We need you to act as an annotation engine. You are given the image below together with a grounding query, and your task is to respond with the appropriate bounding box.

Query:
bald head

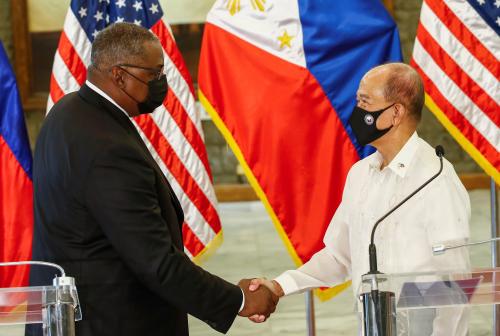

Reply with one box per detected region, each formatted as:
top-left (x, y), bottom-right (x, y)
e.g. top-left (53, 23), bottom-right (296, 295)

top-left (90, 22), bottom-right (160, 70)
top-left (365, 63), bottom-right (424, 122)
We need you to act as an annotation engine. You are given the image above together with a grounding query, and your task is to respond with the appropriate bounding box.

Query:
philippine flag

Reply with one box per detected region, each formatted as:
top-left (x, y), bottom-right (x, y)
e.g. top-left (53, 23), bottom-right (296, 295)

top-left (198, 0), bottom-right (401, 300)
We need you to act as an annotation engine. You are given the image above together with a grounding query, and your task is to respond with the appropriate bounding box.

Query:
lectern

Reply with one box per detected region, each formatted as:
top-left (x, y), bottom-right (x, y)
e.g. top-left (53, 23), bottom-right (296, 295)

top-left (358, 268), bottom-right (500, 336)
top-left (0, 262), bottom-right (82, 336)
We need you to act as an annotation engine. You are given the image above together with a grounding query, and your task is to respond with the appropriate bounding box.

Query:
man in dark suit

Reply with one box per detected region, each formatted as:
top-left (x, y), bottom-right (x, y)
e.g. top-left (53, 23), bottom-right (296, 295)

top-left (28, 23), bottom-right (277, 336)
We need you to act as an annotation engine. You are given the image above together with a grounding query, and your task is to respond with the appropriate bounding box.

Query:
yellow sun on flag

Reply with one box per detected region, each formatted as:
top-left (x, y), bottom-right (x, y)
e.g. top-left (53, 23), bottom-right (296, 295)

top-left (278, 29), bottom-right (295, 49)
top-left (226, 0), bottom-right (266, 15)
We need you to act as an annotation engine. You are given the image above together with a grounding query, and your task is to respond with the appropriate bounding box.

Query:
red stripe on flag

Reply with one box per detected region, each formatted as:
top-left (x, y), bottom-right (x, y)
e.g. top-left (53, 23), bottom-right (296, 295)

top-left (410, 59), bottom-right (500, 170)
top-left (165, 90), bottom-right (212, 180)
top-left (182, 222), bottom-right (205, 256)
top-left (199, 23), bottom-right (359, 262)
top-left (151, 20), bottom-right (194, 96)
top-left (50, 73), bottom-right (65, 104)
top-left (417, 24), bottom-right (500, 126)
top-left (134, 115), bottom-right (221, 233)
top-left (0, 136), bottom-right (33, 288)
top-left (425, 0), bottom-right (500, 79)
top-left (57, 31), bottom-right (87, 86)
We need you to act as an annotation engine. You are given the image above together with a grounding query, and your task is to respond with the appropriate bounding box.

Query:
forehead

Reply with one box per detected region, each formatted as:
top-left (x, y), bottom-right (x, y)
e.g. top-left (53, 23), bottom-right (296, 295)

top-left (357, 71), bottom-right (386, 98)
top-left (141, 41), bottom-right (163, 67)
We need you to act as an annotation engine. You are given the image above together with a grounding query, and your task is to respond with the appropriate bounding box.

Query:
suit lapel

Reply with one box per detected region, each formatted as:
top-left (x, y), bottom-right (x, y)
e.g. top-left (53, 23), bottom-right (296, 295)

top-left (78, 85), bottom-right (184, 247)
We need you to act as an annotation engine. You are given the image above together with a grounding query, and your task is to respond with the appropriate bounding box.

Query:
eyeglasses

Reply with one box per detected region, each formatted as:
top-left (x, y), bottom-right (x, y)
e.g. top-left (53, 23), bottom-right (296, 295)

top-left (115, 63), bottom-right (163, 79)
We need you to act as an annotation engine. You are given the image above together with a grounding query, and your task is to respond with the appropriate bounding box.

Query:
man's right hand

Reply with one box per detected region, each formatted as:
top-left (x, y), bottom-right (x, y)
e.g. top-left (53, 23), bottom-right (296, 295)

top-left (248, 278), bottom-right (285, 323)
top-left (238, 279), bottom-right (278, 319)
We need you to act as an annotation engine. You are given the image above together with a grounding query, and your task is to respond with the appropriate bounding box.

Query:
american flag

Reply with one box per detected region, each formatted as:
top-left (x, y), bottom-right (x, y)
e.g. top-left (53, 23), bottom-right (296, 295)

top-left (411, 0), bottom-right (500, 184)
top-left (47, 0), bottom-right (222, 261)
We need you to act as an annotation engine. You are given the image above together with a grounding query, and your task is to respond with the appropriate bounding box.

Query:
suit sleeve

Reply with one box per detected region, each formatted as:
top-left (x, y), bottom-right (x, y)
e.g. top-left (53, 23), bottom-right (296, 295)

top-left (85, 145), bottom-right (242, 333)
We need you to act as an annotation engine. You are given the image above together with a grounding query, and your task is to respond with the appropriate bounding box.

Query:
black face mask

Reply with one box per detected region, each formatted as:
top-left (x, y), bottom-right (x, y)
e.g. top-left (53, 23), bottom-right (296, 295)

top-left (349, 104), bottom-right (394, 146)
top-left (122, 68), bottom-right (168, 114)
━━━━━━
_Task objective_: Pick out each line in the rows above that contains the word "flag". Case counts, so match only lines with that exact capitalization.

_Result below_:
philippine flag
yellow sun on flag
red stripe on flag
american flag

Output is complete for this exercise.